** Opening Data block **

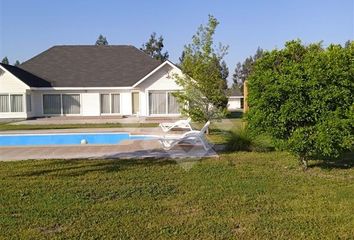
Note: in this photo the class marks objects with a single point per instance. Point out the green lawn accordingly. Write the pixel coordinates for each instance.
(241, 195)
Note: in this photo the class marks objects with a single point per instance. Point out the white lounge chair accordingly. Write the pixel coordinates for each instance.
(181, 124)
(193, 137)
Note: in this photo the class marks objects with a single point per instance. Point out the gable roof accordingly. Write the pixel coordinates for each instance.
(28, 78)
(90, 66)
(234, 92)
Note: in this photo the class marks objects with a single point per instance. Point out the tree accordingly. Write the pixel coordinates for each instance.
(154, 46)
(303, 97)
(101, 41)
(224, 74)
(242, 71)
(347, 43)
(5, 60)
(204, 75)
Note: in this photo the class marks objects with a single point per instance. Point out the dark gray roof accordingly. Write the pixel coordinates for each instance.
(91, 66)
(28, 78)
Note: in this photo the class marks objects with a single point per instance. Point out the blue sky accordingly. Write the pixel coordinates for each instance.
(29, 27)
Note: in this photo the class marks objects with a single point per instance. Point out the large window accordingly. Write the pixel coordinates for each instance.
(110, 103)
(28, 103)
(11, 102)
(61, 104)
(162, 102)
(52, 104)
(4, 103)
(16, 103)
(71, 104)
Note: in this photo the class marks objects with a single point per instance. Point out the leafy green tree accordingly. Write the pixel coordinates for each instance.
(224, 73)
(242, 71)
(347, 44)
(101, 41)
(154, 47)
(5, 60)
(204, 76)
(303, 97)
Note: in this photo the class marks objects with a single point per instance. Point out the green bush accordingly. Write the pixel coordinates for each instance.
(243, 140)
(303, 97)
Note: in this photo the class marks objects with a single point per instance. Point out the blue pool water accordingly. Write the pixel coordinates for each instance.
(67, 139)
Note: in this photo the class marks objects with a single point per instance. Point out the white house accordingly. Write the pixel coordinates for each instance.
(89, 81)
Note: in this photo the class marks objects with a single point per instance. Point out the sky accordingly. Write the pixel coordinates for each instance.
(28, 27)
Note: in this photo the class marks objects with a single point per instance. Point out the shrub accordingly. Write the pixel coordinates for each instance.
(303, 97)
(243, 140)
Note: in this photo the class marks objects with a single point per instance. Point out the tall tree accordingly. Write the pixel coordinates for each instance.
(347, 43)
(5, 60)
(243, 70)
(154, 46)
(302, 96)
(224, 74)
(101, 40)
(204, 75)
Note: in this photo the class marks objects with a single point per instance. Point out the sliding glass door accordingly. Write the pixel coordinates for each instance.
(162, 103)
(57, 104)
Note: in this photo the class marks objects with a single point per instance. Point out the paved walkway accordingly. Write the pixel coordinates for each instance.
(125, 150)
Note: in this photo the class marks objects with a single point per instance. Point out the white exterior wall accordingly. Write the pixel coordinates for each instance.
(90, 104)
(234, 103)
(162, 80)
(9, 84)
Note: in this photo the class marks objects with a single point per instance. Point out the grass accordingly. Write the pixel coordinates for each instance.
(8, 127)
(243, 195)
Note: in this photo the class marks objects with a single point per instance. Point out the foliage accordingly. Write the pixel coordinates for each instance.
(204, 76)
(303, 96)
(154, 46)
(243, 71)
(244, 195)
(5, 60)
(101, 41)
(242, 139)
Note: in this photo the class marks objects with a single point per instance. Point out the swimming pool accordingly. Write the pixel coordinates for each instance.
(67, 138)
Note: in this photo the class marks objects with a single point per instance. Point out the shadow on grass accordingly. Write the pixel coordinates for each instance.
(345, 162)
(79, 167)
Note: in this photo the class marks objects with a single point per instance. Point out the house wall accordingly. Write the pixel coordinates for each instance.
(234, 103)
(9, 84)
(162, 80)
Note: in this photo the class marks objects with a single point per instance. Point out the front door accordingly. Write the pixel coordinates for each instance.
(135, 102)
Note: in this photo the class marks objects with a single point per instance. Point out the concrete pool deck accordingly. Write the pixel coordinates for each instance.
(129, 149)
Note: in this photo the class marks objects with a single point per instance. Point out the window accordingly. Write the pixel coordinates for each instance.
(162, 102)
(157, 102)
(61, 104)
(115, 106)
(173, 106)
(16, 103)
(52, 104)
(4, 103)
(105, 103)
(110, 103)
(11, 103)
(71, 103)
(28, 103)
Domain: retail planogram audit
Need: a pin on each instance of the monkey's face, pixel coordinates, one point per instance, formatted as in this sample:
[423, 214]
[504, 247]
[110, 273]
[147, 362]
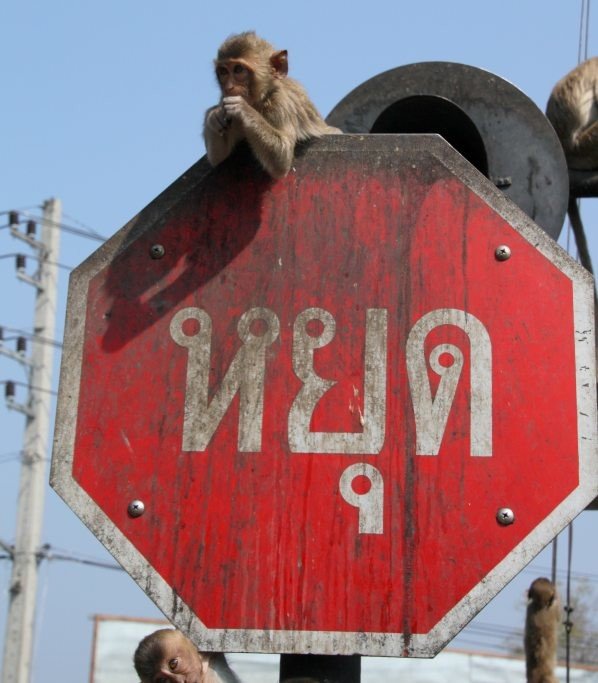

** Closing Data block **

Retype the listing exactly. Leave out its pictures.

Note: in this photo the class marks objects with a single point per instance. Point out the green lawn accordingly. Write the pixel coordinates for each instance.
(241, 195)
Note: in this photo the class marks objects with a single point per instance. Point out the white lounge chair accordingly. Write the pixel coordinates for each instance.
(181, 124)
(193, 137)
Note: in this photo the class marks objects with a single point per instance. Point out the gable roof accordingly. Write the pixel coordinates for each instance.
(28, 78)
(90, 66)
(234, 92)
Note: in this photo the class marks objects with a single point per instance. Point out the tree accordingly. Write the pixel coordinates for each instance.
(154, 46)
(303, 97)
(101, 41)
(224, 74)
(242, 71)
(347, 43)
(5, 60)
(204, 75)
Note: in this photo the class marks objects with a single point per instance. Point out the dark gray roof accordingly. Write the pixel coordinates for each instance.
(91, 66)
(28, 78)
Note: in this photo the class marks objects with a single point per instance. Point out the blue sky accordingly. Write the pixel coordinates for each instance.
(29, 27)
Note: in this photo the class marks objects with a single point per instance. Point out the large window accordingly. Write the pixel coordinates for each instance.
(110, 103)
(28, 103)
(11, 102)
(61, 104)
(162, 102)
(52, 104)
(4, 103)
(16, 103)
(71, 104)
Note: in this photo the class marks objects with a single point per instance. Point out the leafy green tree accordingly. Write the pixel coordinates for each instance.
(224, 73)
(242, 71)
(347, 44)
(101, 41)
(154, 47)
(5, 60)
(204, 76)
(303, 97)
Note: in this photo the class marks objects with a single point per instance. Point out the green bush accordingly. Write the pixel coordinates for each instance.
(243, 140)
(303, 97)
Note: in this photo the class marks objects with a single point per instance. Point out the blue pool water accordingly. Write the pixel coordinates for each instance.
(67, 139)
Note: in this photo the class marks objects with a single point per instance. Point out the white house accordingly. Write the pixel coordinates for each instance.
(89, 81)
Note: in this photo the class marks objects with a single point per instance. Point out the sky accordingly. Write the pixel coordinates for each instance.
(28, 27)
Note: in this photo the class marks objects with a single point per instance. Point out the shrub accordingly. Write the pixel coordinates for each instance.
(303, 97)
(243, 140)
Note: in this photo the class marks objects with a single point per instance. Point out the tall tree accordingly. Write the pixel coordinates for each instance.
(347, 43)
(5, 60)
(243, 70)
(154, 46)
(302, 96)
(224, 74)
(101, 40)
(204, 75)
Note: in this photo the class marks objects with a single point per instance. Point out the sliding glass door accordingly. Write the pixel coordinates for each instance.
(162, 103)
(57, 104)
Note: in this photo the class marks objects with a single point per instance. Point out the paved walkway accordingly. Write the pixel coordinates for each instance.
(125, 150)
Note: in this photo the class marks objects with a single point per instance. Point out the white exterior wall accordingly. Write the pixel coordinates for each instance.
(90, 104)
(234, 103)
(162, 80)
(9, 84)
Note: in this photo the class marks objects with a single point per instance. Point out the grass accordingly. Write the pixel coordinates for each instance.
(8, 127)
(243, 195)
Note: in this photo the class marks objects with a single point per instance. Point out the foliage accordingly. Write the pixel coordinates for each instance.
(204, 76)
(303, 96)
(154, 46)
(243, 71)
(244, 195)
(5, 60)
(101, 41)
(242, 139)
Note: in this photo the class marks objects with a single point per instance. Point out the swimming pool accordingly. Write the pixel coordinates for each instance.
(67, 138)
Note: in this photo the class marks objects with a single point per instance. Point out the shadow on grass accordingly. Write the pixel coordinates for each instance.
(345, 162)
(79, 167)
Note: in this photo the class marks objects with a single point per instance. Point out the house wall accordingly. Write the pixel coordinates for each instance.
(234, 103)
(9, 84)
(162, 80)
Note: in this photo the class marks objects with a single point per instance. Point out the front door accordingly. Write the pixel coordinates for each instance.
(135, 102)
Note: in this photo the class marks objects with a single point per instance. Point out the concrete pool deck accordingly. Write the pixel coordinates for each instance.
(129, 149)
Note: in this photo the class marks objects with a single point per instance. Point out the window accordingly. Write the pixel coordinates for each instance.
(162, 102)
(157, 102)
(61, 104)
(115, 106)
(173, 106)
(16, 103)
(52, 104)
(4, 103)
(105, 103)
(110, 103)
(11, 103)
(71, 103)
(28, 103)
Domain: retail planogram audit
Need: a pin on each instance of the monkey's face, pixel coordinates, one point per instance, formatted as in this sample:
[423, 214]
[504, 247]
[110, 273]
[147, 362]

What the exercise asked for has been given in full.